> [Dokument]
----------
Vergabe von Wohnbauplätzen

Artikel vom 12.01.2023

Sehr geehrte Bürgerinnen und Bürger,

die Vergabe von vier Wohnbauplätzen in der Lönsstraße im Stadtteil Grötzingen beschäftigt mich nun seit Beginn meiner Amtszeit. In den letzten Monaten hat das Thema große Wellen geschlagen. Daher möchte ich Ihnen an dieser Stelle das Verfahren nochmals erläutern und zusammenfassen.

Chronologie:

  • 19.12.2012: Aufstellungsbeschluss Bebauungsplan für Gelände ehemaliger Kindergarten Lönsstraße
  • 08.07.2020: Vorberatung neuer EU-konformer Vergaberichtlinien im Verwaltungsausschuss
  • 22.07.2020: Vergaberichtlinien werden EU-konform einstimmig neu gefasst
  • 21.10.2020: Gemeinderatsbeschluss zum Bauplatzpreis
  • Bis 23.12.2020: Festlegung Bauplatzpreis, Bewerbungsphase, Auswertung und Information der Bewerber
  • Bis 23.12.2020: alle Bewerbungen wurden ausgewertet und die Bewerber informiert
  • 24.02.2021: Vergabe der Plätze in öffentlicher Gemeinderatssitzung (anonymisierte Bewerber, dem Gemeinderat lag eine nichtöffentliche Übersicht mit den Namen vor)
----------
> [Bereitgestelltes Material]
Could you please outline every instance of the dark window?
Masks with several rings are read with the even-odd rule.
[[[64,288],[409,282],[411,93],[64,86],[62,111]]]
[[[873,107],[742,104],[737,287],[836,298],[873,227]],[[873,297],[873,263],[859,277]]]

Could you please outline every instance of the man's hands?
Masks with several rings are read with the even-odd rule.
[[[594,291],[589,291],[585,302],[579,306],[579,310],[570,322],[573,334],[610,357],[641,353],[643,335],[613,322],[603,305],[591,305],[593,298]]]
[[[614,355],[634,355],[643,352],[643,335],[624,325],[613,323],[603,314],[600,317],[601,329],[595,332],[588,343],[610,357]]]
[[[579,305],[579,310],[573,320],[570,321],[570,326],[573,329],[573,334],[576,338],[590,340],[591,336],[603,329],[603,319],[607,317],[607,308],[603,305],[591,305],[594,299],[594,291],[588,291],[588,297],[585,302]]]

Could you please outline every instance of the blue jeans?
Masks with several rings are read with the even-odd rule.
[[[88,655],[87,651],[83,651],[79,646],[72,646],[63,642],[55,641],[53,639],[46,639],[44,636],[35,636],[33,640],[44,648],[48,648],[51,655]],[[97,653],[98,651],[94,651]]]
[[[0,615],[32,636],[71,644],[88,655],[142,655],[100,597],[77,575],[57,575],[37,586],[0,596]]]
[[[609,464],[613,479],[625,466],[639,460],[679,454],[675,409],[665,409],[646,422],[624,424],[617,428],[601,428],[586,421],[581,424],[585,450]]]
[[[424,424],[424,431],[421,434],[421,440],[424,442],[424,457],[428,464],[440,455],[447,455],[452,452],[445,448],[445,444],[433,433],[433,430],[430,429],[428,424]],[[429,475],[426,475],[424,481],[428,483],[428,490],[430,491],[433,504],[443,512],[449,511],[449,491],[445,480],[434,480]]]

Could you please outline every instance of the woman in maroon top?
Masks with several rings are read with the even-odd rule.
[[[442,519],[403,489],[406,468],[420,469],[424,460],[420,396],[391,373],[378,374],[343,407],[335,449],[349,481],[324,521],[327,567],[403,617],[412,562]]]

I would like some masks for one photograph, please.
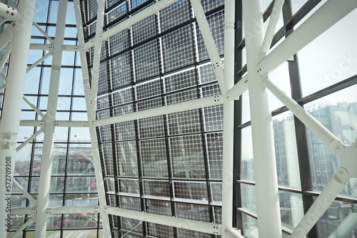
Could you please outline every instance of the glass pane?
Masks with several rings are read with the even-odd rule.
[[[143,187],[145,197],[170,199],[169,181],[144,180]]]
[[[119,187],[119,193],[137,196],[140,195],[139,180],[119,179],[118,185]]]
[[[174,197],[176,200],[208,203],[207,184],[204,182],[174,182]]]
[[[293,116],[290,112],[273,118],[274,144],[280,186],[301,187]]]
[[[353,238],[357,231],[356,221],[357,210],[355,204],[335,201],[316,224],[318,237]]]
[[[256,214],[256,187],[241,184],[241,191],[242,207]]]
[[[279,191],[280,215],[283,226],[293,229],[303,217],[301,195]]]

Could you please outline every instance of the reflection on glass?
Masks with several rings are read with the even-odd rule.
[[[356,237],[355,235],[357,234],[356,205],[335,201],[318,220],[317,229],[318,237]]]
[[[293,116],[286,112],[273,118],[278,184],[300,188]]]
[[[303,199],[301,195],[279,191],[281,223],[293,229],[303,217]]]

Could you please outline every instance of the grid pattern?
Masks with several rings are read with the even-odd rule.
[[[4,1],[2,1],[4,2]],[[11,4],[6,1],[8,4]],[[17,1],[15,1],[17,2]],[[96,1],[86,1],[88,7],[96,8]],[[58,1],[36,1],[35,6],[36,21],[41,28],[51,37],[54,37],[56,19],[58,12]],[[77,44],[76,21],[74,15],[74,2],[68,3],[66,21],[64,44]],[[91,11],[91,14],[93,11]],[[83,15],[86,19],[90,16],[87,12]],[[96,15],[96,11],[95,13]],[[5,24],[8,24],[6,23]],[[1,28],[2,29],[2,28]],[[32,31],[31,43],[49,44],[49,41],[39,31]],[[86,31],[94,31],[95,23],[86,25]],[[93,31],[91,31],[93,32]],[[105,52],[105,51],[104,51]],[[30,50],[28,63],[36,61],[48,51]],[[1,57],[4,54],[1,53]],[[56,120],[87,120],[83,80],[81,66],[79,63],[78,52],[64,52],[63,66],[61,70],[59,83],[59,97],[57,105]],[[106,63],[103,64],[103,66]],[[101,66],[100,82],[107,78]],[[2,73],[6,74],[7,64]],[[24,95],[37,108],[46,114],[51,81],[51,57],[41,63],[29,71],[25,79]],[[2,85],[3,81],[1,81]],[[104,86],[104,85],[103,85]],[[102,90],[107,90],[107,88]],[[0,92],[1,103],[4,91]],[[103,108],[104,102],[99,103]],[[109,105],[107,106],[109,107]],[[21,112],[21,120],[41,120],[41,117],[26,103],[23,104]],[[36,133],[40,128],[21,126],[18,134],[18,145]],[[96,206],[99,204],[94,167],[91,154],[91,146],[87,128],[56,128],[53,148],[51,177],[50,181],[49,206]],[[44,135],[19,150],[16,161],[14,162],[14,179],[35,200],[37,199],[40,182],[41,161],[44,148]],[[33,207],[32,202],[26,199],[22,192],[13,186],[11,207]],[[41,214],[38,214],[38,216]],[[28,215],[14,215],[13,223],[9,237],[14,234],[30,219]],[[100,237],[102,236],[100,217],[94,214],[66,214],[49,215],[47,217],[47,234],[54,237],[66,237],[74,233],[82,233],[85,236]],[[16,237],[33,237],[36,223],[26,227]]]
[[[218,31],[222,3],[202,2],[209,12],[210,26]],[[108,3],[104,30],[151,4]],[[106,58],[101,63],[108,62],[109,88],[99,91],[99,98],[105,102],[98,107],[98,118],[109,116],[110,112],[120,115],[219,94],[211,64],[198,53],[203,51],[200,34],[189,1],[180,0],[110,37],[104,46],[107,47]],[[218,38],[222,34],[215,34],[221,44]],[[222,107],[210,107],[99,127],[104,177],[116,182],[106,189],[107,203],[221,222],[217,217],[221,214],[222,118]],[[126,237],[185,237],[191,234],[175,227],[110,217],[114,237],[125,234]]]
[[[271,1],[262,2],[263,19],[268,19],[273,3]],[[276,31],[272,48],[288,36],[294,29],[298,29],[298,25],[307,19],[306,15],[315,11],[324,2],[326,1],[320,2],[309,0],[298,4],[296,1],[286,1],[280,22],[280,26],[283,26]],[[306,4],[303,4],[305,3]],[[241,5],[238,7],[241,8]],[[298,14],[296,14],[297,12]],[[241,12],[239,11],[236,17],[238,21],[242,21]],[[290,85],[287,87],[289,89],[286,90],[286,93],[295,100],[301,102],[301,105],[311,115],[346,145],[351,145],[351,142],[356,140],[357,135],[356,130],[352,129],[356,122],[342,122],[340,119],[343,117],[336,115],[344,113],[356,115],[357,98],[353,90],[356,89],[357,71],[353,68],[353,70],[343,72],[346,74],[341,73],[338,78],[335,78],[328,83],[326,83],[326,73],[330,75],[331,72],[339,71],[337,68],[338,63],[341,63],[336,61],[333,63],[328,58],[341,59],[341,56],[346,55],[348,52],[356,53],[354,44],[349,41],[349,38],[353,37],[353,33],[340,29],[343,24],[356,19],[357,14],[354,11],[293,56],[292,61],[269,73],[269,77],[274,78],[274,83],[279,87],[283,86],[283,82],[287,82],[287,79],[290,79]],[[331,36],[338,36],[339,40],[333,41],[333,46],[341,44],[344,46],[331,47],[326,51],[326,55],[315,55],[311,57],[313,51],[322,52],[327,46],[332,46]],[[245,45],[243,38],[236,40],[238,54],[236,62],[241,64],[246,62]],[[319,68],[318,73],[312,76],[311,74],[314,71],[311,70],[311,66],[314,68]],[[246,65],[238,65],[237,71],[239,75],[237,76],[236,81],[238,81],[246,73]],[[283,75],[283,80],[279,78],[276,73]],[[235,214],[236,226],[242,229],[244,236],[249,237],[257,230],[258,217],[256,215],[257,197],[251,118],[246,113],[249,102],[246,95],[243,95],[241,98],[236,110],[236,115],[241,117],[237,117],[236,124],[236,140],[241,141],[241,147],[236,150],[235,164],[237,169],[235,170],[236,181],[234,186],[238,189],[235,201],[238,209]],[[273,97],[271,99],[272,108],[279,108],[272,111],[273,129],[283,237],[288,237],[290,234],[288,229],[296,227],[317,195],[326,187],[338,167],[340,160],[300,120],[294,118],[290,111],[285,107],[279,108],[281,104],[274,104]],[[344,126],[346,126],[346,130],[343,128]],[[211,189],[213,190],[215,186],[216,185],[211,184]],[[357,197],[356,193],[353,195],[356,190],[356,184],[350,181],[319,219],[316,225],[308,232],[308,237],[337,235],[338,230],[343,227],[338,226],[343,222],[348,214],[356,212]],[[215,197],[214,192],[213,195]],[[249,212],[240,209],[240,207]],[[351,227],[346,237],[353,237],[356,234],[356,227]],[[336,233],[331,234],[334,232]]]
----------
> [Aufgabenstellung] Erkläre in ein bis drei Sätzen, aus welchem Grund die Mitteilung zur Vergabe von Wohnbauplätzen das Vergabeverfahren noch einmal erläutert und zusammenfasst.

> [Ergebnis] Das Verfahren wird noch einmal erläutert und zusammengefasst, weil die Vergabe der vier Wohnbauplätze in der Lönsstraße im Stadtteil Grötzingen in den letzten Monaten große Wellen geschlagen hat.